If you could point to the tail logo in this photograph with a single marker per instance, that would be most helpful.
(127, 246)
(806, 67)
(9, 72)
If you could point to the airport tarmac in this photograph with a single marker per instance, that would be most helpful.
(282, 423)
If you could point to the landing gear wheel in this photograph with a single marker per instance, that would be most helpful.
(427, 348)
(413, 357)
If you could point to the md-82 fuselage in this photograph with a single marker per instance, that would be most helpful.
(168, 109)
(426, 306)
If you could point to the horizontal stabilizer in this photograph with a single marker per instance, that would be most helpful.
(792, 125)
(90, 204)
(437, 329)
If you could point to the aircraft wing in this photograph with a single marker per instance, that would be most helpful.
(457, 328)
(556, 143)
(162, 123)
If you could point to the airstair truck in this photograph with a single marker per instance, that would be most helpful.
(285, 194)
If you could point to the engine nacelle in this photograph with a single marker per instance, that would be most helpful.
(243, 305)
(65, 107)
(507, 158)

- - -

ASSIGNMENT => Output the listing in full. Leave every line unchanged.

EXERCISE OUTPUT =>
If you could point to the tail logo in this photograph with a single marker per instance, that would be most helpful.
(127, 246)
(806, 67)
(9, 72)
If you could point to the airport tarmac in this photograph with a single marker per instance, that would be most helpful.
(282, 423)
If you could point to the landing gear wheel in this photograph with a single marker per instance, that would be most helpful.
(427, 348)
(413, 357)
If you could point to the md-82 fuselage in this photograph with a single marker per instance, that would be most helpful.
(168, 109)
(426, 306)
If you could point to the horizontal stabilizer in this photograph with a single marker per instance, that would be most helpful.
(792, 125)
(90, 204)
(437, 329)
If you could point to the aircraft wing in this photograph with a single marker per instance, that would be most helpful.
(457, 328)
(556, 143)
(162, 123)
If you could point to the airstair truck in this photograph with a single marker per instance, that would be most helpful.
(285, 194)
If you could point to the engine nacelle in this photograph with a single marker per instance, that would be most helpful.
(243, 305)
(65, 107)
(507, 158)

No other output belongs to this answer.